• _Supplied data_:
• • • • • • •
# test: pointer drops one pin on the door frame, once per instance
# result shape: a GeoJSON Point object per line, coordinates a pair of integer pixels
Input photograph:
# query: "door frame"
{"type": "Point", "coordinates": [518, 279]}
• • • • • • •
• _Required work_: Please present the lines above as a Markdown table with the columns Row and Line, one row per line, and leave out any blank lines.

• _Written answer_:
| Row | Line |
|---|---|
| 1 | # test: pointer drops one pin on the door frame, once per instance |
| 2 | # result shape: a GeoJSON Point object per line, coordinates a pair of integer pixels |
| 3 | Input photograph: |
| 4 | # query: "door frame" |
| 5 | {"type": "Point", "coordinates": [518, 279]} |